Please reproduce the records from the start through the line containing "[1197, 116]", inclusive, replacing "Quickstart" with "Usage" and changing nothing else.

# # # # # # #

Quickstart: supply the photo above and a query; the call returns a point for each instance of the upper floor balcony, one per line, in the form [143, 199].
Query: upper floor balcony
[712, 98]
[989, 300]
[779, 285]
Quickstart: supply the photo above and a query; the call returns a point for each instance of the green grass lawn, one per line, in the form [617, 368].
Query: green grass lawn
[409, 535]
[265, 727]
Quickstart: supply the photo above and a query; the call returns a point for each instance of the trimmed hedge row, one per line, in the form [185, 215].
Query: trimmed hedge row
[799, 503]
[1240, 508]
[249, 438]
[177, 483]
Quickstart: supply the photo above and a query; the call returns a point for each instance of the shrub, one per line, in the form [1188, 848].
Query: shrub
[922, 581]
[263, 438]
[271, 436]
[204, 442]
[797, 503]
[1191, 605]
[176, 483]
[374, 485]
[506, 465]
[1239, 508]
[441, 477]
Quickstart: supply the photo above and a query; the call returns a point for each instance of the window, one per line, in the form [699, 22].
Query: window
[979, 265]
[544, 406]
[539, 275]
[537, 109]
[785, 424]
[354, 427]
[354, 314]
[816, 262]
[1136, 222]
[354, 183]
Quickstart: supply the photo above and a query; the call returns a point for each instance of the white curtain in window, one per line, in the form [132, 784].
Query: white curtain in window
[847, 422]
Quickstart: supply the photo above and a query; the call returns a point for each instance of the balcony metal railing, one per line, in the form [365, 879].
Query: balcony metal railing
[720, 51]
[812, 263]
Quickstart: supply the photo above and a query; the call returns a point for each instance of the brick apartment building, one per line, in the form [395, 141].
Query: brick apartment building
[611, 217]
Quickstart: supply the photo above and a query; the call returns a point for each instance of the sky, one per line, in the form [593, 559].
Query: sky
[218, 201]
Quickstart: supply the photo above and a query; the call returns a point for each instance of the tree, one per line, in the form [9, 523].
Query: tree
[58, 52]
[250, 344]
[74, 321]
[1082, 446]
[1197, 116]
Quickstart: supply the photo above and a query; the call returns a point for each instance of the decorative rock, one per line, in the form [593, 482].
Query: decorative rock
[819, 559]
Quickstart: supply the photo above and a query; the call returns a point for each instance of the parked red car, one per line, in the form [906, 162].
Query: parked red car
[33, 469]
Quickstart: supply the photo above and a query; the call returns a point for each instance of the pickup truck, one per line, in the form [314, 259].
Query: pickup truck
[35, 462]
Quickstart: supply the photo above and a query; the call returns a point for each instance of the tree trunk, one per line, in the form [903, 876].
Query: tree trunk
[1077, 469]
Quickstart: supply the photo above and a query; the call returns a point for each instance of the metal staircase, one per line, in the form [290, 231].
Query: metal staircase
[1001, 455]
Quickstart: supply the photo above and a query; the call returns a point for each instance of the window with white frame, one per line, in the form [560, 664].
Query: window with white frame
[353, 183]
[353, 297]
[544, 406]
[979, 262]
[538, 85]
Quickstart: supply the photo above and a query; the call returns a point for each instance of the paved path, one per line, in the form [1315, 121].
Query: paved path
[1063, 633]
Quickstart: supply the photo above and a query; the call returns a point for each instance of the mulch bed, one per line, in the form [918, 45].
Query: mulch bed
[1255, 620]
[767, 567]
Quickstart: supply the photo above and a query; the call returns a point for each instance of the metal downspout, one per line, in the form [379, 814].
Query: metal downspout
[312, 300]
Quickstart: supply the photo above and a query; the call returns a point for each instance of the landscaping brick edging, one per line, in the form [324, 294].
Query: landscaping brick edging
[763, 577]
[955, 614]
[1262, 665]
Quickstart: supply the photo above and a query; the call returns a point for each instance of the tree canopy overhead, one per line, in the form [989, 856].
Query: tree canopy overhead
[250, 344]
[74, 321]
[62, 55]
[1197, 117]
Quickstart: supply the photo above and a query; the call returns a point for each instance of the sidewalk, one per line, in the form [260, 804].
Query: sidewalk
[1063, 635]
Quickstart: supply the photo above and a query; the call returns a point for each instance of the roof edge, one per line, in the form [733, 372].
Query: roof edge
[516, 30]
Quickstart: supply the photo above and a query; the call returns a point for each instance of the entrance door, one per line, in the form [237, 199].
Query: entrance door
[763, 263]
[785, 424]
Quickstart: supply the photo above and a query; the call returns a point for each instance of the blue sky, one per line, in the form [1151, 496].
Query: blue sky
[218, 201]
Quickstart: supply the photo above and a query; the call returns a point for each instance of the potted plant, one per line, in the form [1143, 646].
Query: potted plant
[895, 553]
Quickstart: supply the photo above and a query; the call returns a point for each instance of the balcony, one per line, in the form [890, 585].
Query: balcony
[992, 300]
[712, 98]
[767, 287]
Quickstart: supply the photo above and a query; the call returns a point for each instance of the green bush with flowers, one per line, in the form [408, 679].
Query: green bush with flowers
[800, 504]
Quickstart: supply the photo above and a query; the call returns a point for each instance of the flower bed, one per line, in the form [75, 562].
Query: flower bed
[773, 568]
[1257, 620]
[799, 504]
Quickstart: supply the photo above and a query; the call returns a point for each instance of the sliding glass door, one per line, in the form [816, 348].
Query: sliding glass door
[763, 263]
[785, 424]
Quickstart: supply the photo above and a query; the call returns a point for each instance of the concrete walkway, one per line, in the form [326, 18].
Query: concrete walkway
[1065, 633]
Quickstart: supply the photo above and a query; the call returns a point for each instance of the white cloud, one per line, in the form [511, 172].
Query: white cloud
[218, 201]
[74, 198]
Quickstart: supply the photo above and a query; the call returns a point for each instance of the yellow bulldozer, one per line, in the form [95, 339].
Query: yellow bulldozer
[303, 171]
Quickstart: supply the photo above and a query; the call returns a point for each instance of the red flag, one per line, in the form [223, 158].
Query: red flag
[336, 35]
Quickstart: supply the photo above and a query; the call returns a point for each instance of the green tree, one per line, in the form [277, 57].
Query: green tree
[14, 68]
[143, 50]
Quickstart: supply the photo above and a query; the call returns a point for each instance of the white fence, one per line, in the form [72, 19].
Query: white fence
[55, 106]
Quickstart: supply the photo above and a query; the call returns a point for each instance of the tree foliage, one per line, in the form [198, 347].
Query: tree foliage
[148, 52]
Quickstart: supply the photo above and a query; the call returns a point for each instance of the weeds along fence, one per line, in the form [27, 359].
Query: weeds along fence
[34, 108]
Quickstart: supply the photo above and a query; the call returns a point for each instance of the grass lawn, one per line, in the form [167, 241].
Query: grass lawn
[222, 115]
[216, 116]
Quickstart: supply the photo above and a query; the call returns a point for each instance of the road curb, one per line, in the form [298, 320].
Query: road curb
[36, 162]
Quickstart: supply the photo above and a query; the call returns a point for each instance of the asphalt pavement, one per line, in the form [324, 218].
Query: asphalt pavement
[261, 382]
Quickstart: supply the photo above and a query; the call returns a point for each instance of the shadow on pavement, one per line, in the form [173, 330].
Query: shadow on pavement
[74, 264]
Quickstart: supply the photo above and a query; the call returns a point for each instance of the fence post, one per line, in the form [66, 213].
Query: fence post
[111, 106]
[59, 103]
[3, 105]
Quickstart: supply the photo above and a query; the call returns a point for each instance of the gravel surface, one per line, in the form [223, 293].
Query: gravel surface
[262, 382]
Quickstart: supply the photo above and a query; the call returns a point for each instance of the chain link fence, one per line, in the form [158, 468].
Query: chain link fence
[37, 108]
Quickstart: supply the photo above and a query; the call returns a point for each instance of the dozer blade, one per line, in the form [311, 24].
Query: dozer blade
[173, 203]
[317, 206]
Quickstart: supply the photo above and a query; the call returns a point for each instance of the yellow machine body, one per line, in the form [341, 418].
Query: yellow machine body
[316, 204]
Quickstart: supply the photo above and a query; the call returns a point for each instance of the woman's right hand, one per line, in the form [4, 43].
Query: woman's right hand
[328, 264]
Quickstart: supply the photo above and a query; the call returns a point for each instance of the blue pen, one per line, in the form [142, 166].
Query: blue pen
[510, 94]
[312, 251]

# # # # # # #

**Final result**.
Usage: supply the photo above and a query; the call returns a point for each instance of the upper floor balcony, one per line, in the form [143, 199].
Query: upper floor balcony
[712, 98]
[989, 300]
[779, 285]
Usage: supply the photo above and a query; the call returns a point for each instance of the green grass lawn, one per line, in the form [617, 368].
Query: green grass lawn
[409, 535]
[265, 727]
Usage: supply the photo above and a query; the call returns a point for each instance of the trimmed hedge row, one per line, in the form [185, 215].
Query: trimmed hedge row
[799, 503]
[1240, 508]
[249, 438]
[177, 483]
Usage: supply the photo above and a query; the call returns a point for each instance of the shrub, one per line, in the form [1188, 848].
Query: shrub
[922, 581]
[263, 438]
[271, 436]
[204, 442]
[797, 503]
[1191, 605]
[176, 483]
[374, 485]
[506, 465]
[1239, 508]
[441, 477]
Usage: supply the photo above and a query; the call returns a point for each instance of the window, one per line, in the form [699, 22].
Query: window
[979, 265]
[544, 406]
[539, 275]
[537, 109]
[785, 424]
[354, 427]
[354, 314]
[816, 262]
[1136, 222]
[354, 183]
Usage: supply the photo above and a query; the call returns a point for each instance of the white curtain in window, one per line, in the form [132, 784].
Query: white curtain in window
[847, 422]
Usage: supply the photo above and a query; the call returns a point for each instance of the balcony metal railing, one per line, in the form [365, 879].
Query: balcony metal railing
[720, 51]
[812, 263]
Usage: supply the photo above and a query; the call returns a point for each instance of the brick apartment building, one per line, in the form [395, 141].
Query: brick apartment building
[611, 217]
Usage: supply the photo above and a query; the call returns a point for each instance of the sky, one per line, in the form [593, 559].
Query: sky
[218, 201]
Usage: supply the photo above and a query; the call returns a point for each instance of the tree, one per line, in the form [9, 523].
Query: tree
[58, 52]
[250, 344]
[74, 321]
[1082, 446]
[1197, 116]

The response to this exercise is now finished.